* WORK TO COMPLETE: Write out every entry exactly as it appears.

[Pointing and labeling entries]
## Start
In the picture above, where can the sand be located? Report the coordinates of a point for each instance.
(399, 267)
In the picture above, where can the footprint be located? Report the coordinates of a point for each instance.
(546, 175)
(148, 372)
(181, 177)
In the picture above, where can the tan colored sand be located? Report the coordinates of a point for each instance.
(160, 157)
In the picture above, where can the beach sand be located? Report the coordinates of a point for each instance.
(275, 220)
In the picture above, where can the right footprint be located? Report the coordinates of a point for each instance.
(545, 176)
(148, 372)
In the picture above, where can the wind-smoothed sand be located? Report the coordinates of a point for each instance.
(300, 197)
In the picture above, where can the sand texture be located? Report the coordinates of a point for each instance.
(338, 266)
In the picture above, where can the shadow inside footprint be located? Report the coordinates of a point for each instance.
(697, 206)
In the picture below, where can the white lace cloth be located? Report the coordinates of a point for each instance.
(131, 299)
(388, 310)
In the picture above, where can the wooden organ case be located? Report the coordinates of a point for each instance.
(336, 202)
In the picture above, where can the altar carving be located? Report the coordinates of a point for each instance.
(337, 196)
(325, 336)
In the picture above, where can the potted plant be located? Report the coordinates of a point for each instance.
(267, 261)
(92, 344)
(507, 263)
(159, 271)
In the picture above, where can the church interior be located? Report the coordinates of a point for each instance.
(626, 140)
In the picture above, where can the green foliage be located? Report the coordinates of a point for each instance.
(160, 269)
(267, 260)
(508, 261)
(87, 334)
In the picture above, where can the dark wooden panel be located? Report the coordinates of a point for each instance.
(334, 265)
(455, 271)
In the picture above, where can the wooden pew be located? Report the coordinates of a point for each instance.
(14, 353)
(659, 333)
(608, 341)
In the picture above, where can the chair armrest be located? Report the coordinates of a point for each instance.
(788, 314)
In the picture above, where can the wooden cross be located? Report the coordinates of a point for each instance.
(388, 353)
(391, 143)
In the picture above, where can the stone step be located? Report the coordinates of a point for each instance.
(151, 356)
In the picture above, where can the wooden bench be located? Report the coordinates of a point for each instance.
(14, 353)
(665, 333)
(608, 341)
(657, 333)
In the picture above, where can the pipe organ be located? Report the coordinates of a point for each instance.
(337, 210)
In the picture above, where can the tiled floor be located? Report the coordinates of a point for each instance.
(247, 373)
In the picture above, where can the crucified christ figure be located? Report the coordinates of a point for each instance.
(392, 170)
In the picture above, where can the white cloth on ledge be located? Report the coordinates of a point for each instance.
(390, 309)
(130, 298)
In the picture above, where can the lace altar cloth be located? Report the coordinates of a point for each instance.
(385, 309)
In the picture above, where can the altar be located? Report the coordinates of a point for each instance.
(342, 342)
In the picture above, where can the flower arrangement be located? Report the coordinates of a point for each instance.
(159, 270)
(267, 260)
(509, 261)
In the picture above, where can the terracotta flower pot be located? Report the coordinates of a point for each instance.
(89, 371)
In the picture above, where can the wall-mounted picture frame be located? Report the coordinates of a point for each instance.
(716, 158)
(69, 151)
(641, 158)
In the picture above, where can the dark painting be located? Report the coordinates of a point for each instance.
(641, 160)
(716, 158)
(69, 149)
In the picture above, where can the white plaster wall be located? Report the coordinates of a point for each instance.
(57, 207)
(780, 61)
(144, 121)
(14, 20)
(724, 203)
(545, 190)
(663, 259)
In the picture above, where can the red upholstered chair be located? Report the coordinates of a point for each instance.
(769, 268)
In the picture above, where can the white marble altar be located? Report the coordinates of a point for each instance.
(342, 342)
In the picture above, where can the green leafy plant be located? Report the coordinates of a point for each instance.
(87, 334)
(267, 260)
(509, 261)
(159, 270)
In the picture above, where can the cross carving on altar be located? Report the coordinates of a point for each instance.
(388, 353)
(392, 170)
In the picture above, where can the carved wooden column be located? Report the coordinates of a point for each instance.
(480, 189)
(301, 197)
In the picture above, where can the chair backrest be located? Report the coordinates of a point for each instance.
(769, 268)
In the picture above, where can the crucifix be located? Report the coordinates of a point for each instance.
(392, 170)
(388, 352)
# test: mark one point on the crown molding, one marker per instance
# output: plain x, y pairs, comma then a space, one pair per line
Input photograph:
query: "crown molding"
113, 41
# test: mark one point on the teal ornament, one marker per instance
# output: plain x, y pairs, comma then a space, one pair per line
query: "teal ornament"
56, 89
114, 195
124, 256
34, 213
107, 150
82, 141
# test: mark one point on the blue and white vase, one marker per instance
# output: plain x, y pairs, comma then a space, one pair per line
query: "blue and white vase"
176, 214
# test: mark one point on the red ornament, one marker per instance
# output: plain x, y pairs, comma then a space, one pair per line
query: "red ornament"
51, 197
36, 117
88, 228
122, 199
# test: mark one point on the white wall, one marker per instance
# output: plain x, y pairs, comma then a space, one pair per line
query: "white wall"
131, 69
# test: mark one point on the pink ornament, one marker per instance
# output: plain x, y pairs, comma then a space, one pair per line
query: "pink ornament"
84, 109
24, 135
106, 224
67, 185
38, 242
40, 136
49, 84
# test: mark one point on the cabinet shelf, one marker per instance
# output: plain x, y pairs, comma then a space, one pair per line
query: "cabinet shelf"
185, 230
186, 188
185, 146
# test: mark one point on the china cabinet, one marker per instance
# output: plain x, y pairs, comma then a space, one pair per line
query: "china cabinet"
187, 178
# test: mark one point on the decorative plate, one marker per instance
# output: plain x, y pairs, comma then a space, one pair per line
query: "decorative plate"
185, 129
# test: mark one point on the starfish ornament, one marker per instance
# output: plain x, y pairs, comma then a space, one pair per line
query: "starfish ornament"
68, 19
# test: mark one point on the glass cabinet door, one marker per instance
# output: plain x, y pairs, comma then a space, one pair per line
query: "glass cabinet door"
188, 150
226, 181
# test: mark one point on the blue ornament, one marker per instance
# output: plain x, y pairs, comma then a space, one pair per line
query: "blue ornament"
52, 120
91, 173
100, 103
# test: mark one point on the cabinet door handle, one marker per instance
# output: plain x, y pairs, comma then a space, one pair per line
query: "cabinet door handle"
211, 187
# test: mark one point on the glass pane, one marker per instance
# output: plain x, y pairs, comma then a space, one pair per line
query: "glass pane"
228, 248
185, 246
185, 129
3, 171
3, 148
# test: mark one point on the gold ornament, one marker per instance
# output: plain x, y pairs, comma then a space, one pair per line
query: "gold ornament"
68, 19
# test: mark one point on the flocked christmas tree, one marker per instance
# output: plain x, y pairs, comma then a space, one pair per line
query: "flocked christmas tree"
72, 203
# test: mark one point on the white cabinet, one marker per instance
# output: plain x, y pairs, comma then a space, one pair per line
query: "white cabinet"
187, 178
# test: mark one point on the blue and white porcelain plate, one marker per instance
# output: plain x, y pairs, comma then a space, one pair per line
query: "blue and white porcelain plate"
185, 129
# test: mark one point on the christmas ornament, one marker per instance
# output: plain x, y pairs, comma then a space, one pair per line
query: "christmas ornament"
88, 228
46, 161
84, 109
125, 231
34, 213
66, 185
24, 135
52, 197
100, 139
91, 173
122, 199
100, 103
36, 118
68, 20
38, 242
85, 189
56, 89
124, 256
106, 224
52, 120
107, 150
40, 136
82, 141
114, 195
## End
* SOLVED EXERCISE:
In the picture above, where can the sand be located? Report the coordinates of a point for each instance.
(399, 267)
In the picture above, where can the footprint be located? Report the coordinates of a point for each instance.
(546, 175)
(148, 372)
(181, 177)
In the picture above, where can the tan colored sand be located? Report the coordinates of a point for each instance.
(160, 157)
In the picture above, where can the beach sand be located? Report the coordinates of a point for each instance.
(275, 220)
In the picture above, where can the right footprint be located? Report the coordinates of a point for each instance.
(545, 176)
(148, 372)
In the picture above, where can the wind-smoothed sand be located? Report the coordinates of a point for each instance.
(300, 197)
In the picture above, where can the sand texture be located? Report the coordinates of a point for each instance.
(338, 266)
In the picture above, where can the shadow inside footprint be located? Report the coordinates of a point for each instance.
(697, 206)
In the picture below, where can the white lace cloth be located? Report the coordinates of a point for each instance.
(131, 299)
(388, 310)
In the picture above, where can the wooden organ case be located? Report the coordinates of a point for each instance.
(336, 202)
In the picture above, where can the altar carving be located? Report the coordinates of a point for each instance.
(337, 196)
(325, 336)
In the picture above, where can the potted plant be located? Report the coordinates of a point for each instance.
(267, 261)
(92, 344)
(507, 263)
(159, 271)
In the picture above, where can the church interior be located? Report the coordinates of a point for each instance.
(626, 140)
In the picture above, where can the green foliage be located? Report the coordinates of a point for each instance.
(160, 269)
(267, 260)
(508, 261)
(87, 334)
In the picture above, where can the dark wooden panel be located? Report the coordinates of a point for each instance.
(334, 265)
(455, 271)
In the picture above, where can the wooden pew be located? Report the coordinates of a point for each instance.
(14, 353)
(659, 333)
(608, 341)
In the picture above, where can the chair armrest be located? Report the coordinates of a point for each instance.
(788, 314)
In the picture above, where can the wooden cross be located? Report the coordinates of a point for each instance.
(388, 353)
(391, 143)
In the picture above, where can the stone step be located? Report the coordinates of a point for each instance.
(151, 356)
In the picture above, where can the wooden bench be located? Report the coordinates of a point for each instance.
(14, 353)
(665, 333)
(608, 341)
(657, 333)
In the picture above, where can the pipe organ be located? Report the coordinates of a point for each instance.
(337, 210)
In the picture above, where can the tiled floor be located? Report the coordinates of a point for each instance.
(247, 373)
In the picture above, where can the crucified christ figure be located? Report the coordinates of a point for each instance.
(392, 170)
In the picture above, where can the white cloth on ledge be located? Report the coordinates of a point for each instance.
(390, 309)
(130, 298)
In the picture above, where can the lace altar cloth be located? Report the coordinates of a point for each instance.
(385, 309)
In the picture above, where can the altar be located? Report the coordinates of a point for each instance.
(342, 342)
In the picture above, where can the flower arrangement be located? Report the coordinates of a point for each instance.
(159, 270)
(267, 260)
(509, 261)
In the picture above, where can the terracotta flower pot be located? Report the coordinates of a point for each instance.
(89, 371)
In the picture above, where can the wall-mounted picture frame be located? Report the coordinates of a point for each instance.
(716, 158)
(69, 151)
(641, 158)
In the picture above, where can the dark painting be located? Report the coordinates of a point for each instance.
(641, 160)
(716, 158)
(69, 149)
In the picture above, where can the white plaster wall be located? Report the coordinates of a point for each instance.
(57, 207)
(780, 61)
(144, 121)
(14, 20)
(724, 203)
(545, 190)
(663, 259)
In the picture above, where can the red upholstered chair be located? Report the coordinates of a point for each instance.
(769, 268)
In the picture above, where can the white marble altar be located? Report the coordinates of a point for each instance.
(342, 342)
In the picture above, where can the green leafy plant be located? Report the coordinates of a point for each instance.
(87, 334)
(267, 260)
(509, 261)
(159, 270)
In the picture above, where can the cross carving on altar be located? Report the coordinates of a point for each instance.
(388, 353)
(392, 170)
In the picture above, where can the carved wooden column be located? Report the coordinates of a point for each instance.
(480, 189)
(301, 197)
In the picture above, where can the chair backrest be located? Report the coordinates of a point for each instance.
(769, 268)
In the picture above, where can the crucifix be located? Report the coordinates of a point for each instance.
(392, 170)
(388, 352)
# test: mark one point on the crown molding, one marker per instance
# output: plain x, y pairs, comma then a space, one pair per line
Input photograph:
query: "crown molding"
113, 41
# test: mark one point on the teal ornament, one marker per instance
# output: plain x, y pairs, comma then a space, one pair per line
query: "teal ornament"
56, 89
114, 195
124, 256
34, 213
107, 150
82, 141
# test: mark one point on the blue and white vase, one marker per instance
# output: plain x, y pairs, comma then a space, one pair per line
query: "blue and white vase"
176, 214
# test: mark one point on the red ornament, one marker per instance
# output: plain x, y pairs, comma then a space, one pair per line
query: "red ornament"
51, 197
36, 117
88, 228
122, 199
# test: mark one point on the white wall, one marker per instance
# output: plain x, y pairs, comma then a space, one pair per line
query: "white wall"
131, 69
# test: mark one point on the pink ornament, one marker per instance
# output: plain x, y pairs, comma then a space, one pair per line
query: "pink ornament"
84, 109
24, 135
106, 224
67, 185
38, 242
40, 136
49, 84
# test: mark one point on the cabinet shelf, one marker per instance
# output: plain x, y pairs, comma then a space, one pair per line
query: "cabinet shelf"
185, 230
186, 188
185, 146
# test: mark one point on the china cabinet, one marker per instance
# output: plain x, y pairs, comma then a space, one pair per line
query: "china cabinet"
187, 178
# test: mark one point on the decorative plate, one marker per instance
# output: plain x, y pairs, comma then a space, one pair per line
query: "decorative plate"
185, 129
# test: mark one point on the starfish ornament, one marker per instance
# output: plain x, y pairs, comma then a space, one pair per line
query: "starfish ornament"
68, 19
# test: mark one point on the glass cabinet door, one marker per instance
# output: plain x, y pairs, comma then a space, one pair per line
query: "glass cabinet door"
188, 150
226, 181
# test: mark one point on the blue ornament, one marker per instance
# output: plain x, y pairs, comma then a space, one pair per line
query: "blue ornament"
52, 120
91, 173
100, 103
# test: mark one point on the cabinet door handle, one marker per instance
# output: plain x, y pairs, comma then a space, one pair per line
query: "cabinet door handle"
211, 187
# test: mark one point on the glass pane, one marker per instance
# output: plain x, y pairs, comma then a space, one pair per line
query: "glass pane"
228, 248
185, 246
185, 129
3, 171
3, 148
# test: mark one point on the gold ornament, one marker per instance
# output: plain x, y pairs, comma then a space, one pair per line
query: "gold ornament"
68, 19
# test: mark one point on the flocked christmas tree, one marker per instance
# output: plain x, y pairs, comma then a space, one pair per line
query: "flocked christmas tree"
72, 203
# test: mark one point on the white cabinet, one marker per instance
# output: plain x, y pairs, comma then a space, one pair per line
query: "white cabinet"
187, 178
# test: mark one point on the blue and white porcelain plate, one marker per instance
# output: plain x, y pairs, comma then a space, one pair per line
query: "blue and white porcelain plate"
185, 129
# test: mark one point on the christmas ornament, one marker per instance
# output: plain x, y pairs, comma then a space, one pair per line
query: "christmas ornament"
88, 228
46, 161
84, 109
125, 231
34, 213
66, 185
24, 135
52, 197
100, 139
91, 173
122, 199
100, 103
36, 118
68, 20
38, 242
85, 189
56, 89
124, 256
106, 224
52, 120
107, 150
40, 136
82, 141
114, 195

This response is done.